(Task prompt): Rewrite every line of the entries below as a numbered list, omitting any blank lines.

(Provided records):
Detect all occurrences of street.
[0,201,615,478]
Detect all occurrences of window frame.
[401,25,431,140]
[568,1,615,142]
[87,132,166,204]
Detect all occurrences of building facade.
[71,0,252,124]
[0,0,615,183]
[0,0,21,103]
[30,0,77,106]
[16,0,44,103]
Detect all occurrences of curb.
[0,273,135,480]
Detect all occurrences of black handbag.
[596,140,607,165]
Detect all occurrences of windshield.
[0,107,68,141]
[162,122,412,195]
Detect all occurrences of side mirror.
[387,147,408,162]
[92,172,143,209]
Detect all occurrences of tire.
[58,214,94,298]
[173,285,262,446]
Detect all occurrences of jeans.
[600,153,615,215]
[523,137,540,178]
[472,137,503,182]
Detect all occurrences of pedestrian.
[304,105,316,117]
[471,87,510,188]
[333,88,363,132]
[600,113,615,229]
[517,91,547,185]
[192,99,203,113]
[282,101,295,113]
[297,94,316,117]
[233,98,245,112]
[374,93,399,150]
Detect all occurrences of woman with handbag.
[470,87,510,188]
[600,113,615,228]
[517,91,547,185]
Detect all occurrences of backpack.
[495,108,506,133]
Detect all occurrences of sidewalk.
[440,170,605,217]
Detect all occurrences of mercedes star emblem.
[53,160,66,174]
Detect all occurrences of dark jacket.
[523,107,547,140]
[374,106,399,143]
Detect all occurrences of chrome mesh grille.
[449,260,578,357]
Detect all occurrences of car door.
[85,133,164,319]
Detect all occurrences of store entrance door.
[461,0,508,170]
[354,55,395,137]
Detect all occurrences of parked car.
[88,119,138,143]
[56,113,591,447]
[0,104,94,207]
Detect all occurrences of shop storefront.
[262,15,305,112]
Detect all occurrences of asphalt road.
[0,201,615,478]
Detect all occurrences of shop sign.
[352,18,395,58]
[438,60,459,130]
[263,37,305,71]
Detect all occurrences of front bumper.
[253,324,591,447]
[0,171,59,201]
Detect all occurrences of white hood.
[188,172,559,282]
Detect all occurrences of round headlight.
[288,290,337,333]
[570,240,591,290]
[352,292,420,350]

(Task answer):
1. Detect all occurrences of street.
2. [0,201,615,478]
3. Detect all occurrences of window frame.
4. [401,25,431,140]
5. [568,1,615,142]
6. [87,132,166,204]
7. Detect all occurrences of building facade.
8. [71,0,252,124]
9. [0,0,615,183]
10. [0,0,21,103]
11. [30,0,77,106]
12. [16,0,44,103]
13. Detect all occurrences of curb.
14. [0,273,135,480]
15. Detect all occurrences of black handbag.
16. [596,140,607,165]
17. Detect all occurrences of windshield.
18. [0,107,68,141]
19. [162,122,412,195]
20. Detect all occurrences of side mirror.
21. [387,147,408,162]
22. [92,172,143,209]
23. Detect all occurrences of tire.
24. [58,214,94,298]
25. [173,285,262,446]
26. Detect all occurrences of jeans.
27. [600,153,615,215]
28. [523,137,540,178]
29. [472,137,503,182]
30. Detect all occurrences of pedestrian.
31. [304,105,316,117]
32. [471,87,510,188]
33. [333,88,363,132]
34. [600,113,615,229]
35. [517,91,547,185]
36. [192,99,203,113]
37. [282,101,295,113]
38. [297,94,316,117]
39. [233,98,245,112]
40. [374,93,399,150]
41. Detect all occurrences of woman with handbag.
42. [470,87,510,188]
43. [600,113,615,228]
44. [517,91,547,185]
45. Detect all occurrences of backpack.
46. [495,108,506,133]
47. Detect all occurrences of sidewalk.
48. [440,170,605,217]
49. Detect all occurrences of mercedes star emblem.
50. [53,160,66,174]
51. Detect all occurrences of dark jacket.
52. [523,107,547,140]
53. [374,106,399,143]
54. Detect all occurrences of chrome mesh grille.
55. [449,260,578,357]
56. Detect all occurrences of car door.
57. [85,133,164,319]
58. Detect all occurrences of store entrance door.
59. [461,0,508,170]
60. [354,55,395,137]
61. Detect all occurrences of parked car.
62. [88,119,138,143]
63. [56,113,591,447]
64. [0,104,94,207]
65. Detect all occurrences of shop storefront.
66. [262,15,305,112]
67. Detect all occurrences of asphalt road.
68. [0,201,615,478]
69. Detect all occurrences of shop sign.
70. [352,18,395,58]
71. [438,60,459,130]
72. [263,37,305,71]
73. Detect all occurrences of front bumper.
74. [253,324,591,447]
75. [0,171,59,201]
76. Detect all occurrences of white hood.
77. [188,172,559,282]
78. Detect all occurrences of round headlight.
79. [288,290,337,333]
80. [570,240,591,290]
81. [352,292,420,350]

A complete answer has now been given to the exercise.